WORK ITEM:
Scan the data below and pick out the lines containing the word "window".

DATA SHOWN:

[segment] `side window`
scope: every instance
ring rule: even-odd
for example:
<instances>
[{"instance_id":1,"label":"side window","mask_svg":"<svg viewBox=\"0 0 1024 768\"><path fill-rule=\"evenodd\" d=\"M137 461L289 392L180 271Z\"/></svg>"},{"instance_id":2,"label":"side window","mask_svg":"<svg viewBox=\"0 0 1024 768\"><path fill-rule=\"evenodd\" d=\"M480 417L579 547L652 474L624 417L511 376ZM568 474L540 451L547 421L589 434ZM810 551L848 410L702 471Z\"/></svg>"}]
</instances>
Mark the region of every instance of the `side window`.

ANSWER TO THIS PROBLEM:
[segment] `side window`
[{"instance_id":1,"label":"side window","mask_svg":"<svg viewBox=\"0 0 1024 768\"><path fill-rule=\"evenodd\" d=\"M137 461L289 392L180 271Z\"/></svg>"},{"instance_id":2,"label":"side window","mask_svg":"<svg viewBox=\"0 0 1024 768\"><path fill-rule=\"evenodd\" d=\"M480 417L579 547L652 474L624 417L511 376ZM568 474L540 451L547 421L589 434ZM810 551L848 410L702 471Z\"/></svg>"}]
Mark the region of every instance of the `side window`.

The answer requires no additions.